> **Stated goal**:
Copy the entries below word for word, from the line with "Would you be able to indicate the ceiling fan blade" to the line with "column 419, row 22", including both of those lines.
>> start Data supplied
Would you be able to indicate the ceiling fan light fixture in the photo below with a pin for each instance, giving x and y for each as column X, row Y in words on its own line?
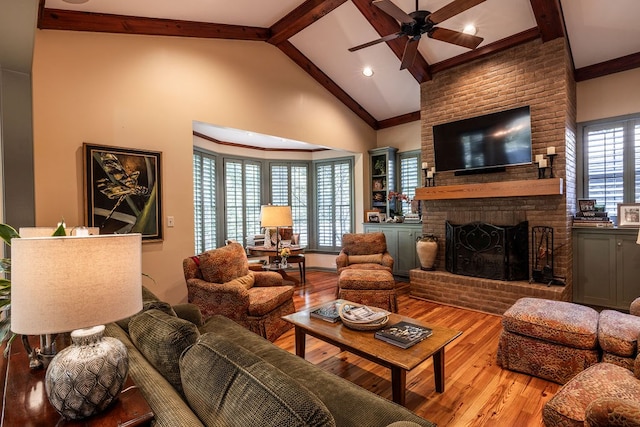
column 470, row 29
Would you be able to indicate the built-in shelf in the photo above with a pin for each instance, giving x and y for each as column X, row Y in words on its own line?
column 523, row 188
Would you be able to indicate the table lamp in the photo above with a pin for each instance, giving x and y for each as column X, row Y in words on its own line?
column 275, row 216
column 62, row 284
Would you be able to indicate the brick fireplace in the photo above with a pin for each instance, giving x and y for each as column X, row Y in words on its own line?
column 536, row 74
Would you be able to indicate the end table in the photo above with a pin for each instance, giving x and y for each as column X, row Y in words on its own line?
column 25, row 401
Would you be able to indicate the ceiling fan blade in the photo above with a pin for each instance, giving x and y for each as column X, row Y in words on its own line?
column 455, row 37
column 394, row 11
column 452, row 9
column 410, row 51
column 374, row 42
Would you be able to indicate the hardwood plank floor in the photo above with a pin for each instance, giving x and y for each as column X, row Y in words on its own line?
column 477, row 393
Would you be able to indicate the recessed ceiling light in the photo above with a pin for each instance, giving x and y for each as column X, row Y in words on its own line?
column 470, row 29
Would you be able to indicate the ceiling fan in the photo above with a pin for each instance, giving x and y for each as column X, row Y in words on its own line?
column 419, row 22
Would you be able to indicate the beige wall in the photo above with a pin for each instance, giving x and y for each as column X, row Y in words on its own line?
column 144, row 92
column 404, row 137
column 609, row 96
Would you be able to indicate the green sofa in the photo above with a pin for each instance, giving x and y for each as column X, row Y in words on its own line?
column 221, row 374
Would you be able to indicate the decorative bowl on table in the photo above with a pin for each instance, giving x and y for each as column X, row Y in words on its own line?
column 361, row 317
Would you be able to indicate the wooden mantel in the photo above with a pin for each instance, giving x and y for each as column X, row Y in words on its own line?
column 529, row 187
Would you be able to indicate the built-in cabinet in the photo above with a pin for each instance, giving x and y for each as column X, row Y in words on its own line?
column 606, row 267
column 401, row 244
column 382, row 167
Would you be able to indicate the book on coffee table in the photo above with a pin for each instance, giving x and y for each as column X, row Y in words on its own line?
column 328, row 312
column 403, row 334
>> end Data supplied
> **Task output**:
Would you be able to indicate the ceiling fan blade in the photo above with a pin for each instance, giving x and y for each as column X, row Y in words on its own line?
column 455, row 37
column 394, row 11
column 452, row 9
column 410, row 51
column 374, row 42
Would you be able to indicate the hardwood plank floor in the photo above with a pin for each instance, giving x and y for each as column X, row Y in words on its own line?
column 477, row 393
Would you be able to indicate the recessed ceiling light in the photo above with a pin for each instance, giving x and y for each as column X, row Y in words on its own line?
column 470, row 29
Would you be able to indicate the ceiling fan in the photo above with a pin for each instance, giving x and y for each as column X, row Y in words on its own line?
column 419, row 22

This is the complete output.